### REQUIRED ACTION
Please print the data that follows, keeping every line exact.
------------------------
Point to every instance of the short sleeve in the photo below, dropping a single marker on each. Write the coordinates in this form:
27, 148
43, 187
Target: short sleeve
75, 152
------------------------
### TASK SOLUTION
Point to every instance of the short sleeve in the photo below, dropping a single marker on each. Write the coordinates in this form:
27, 148
43, 187
Target: short sleeve
75, 152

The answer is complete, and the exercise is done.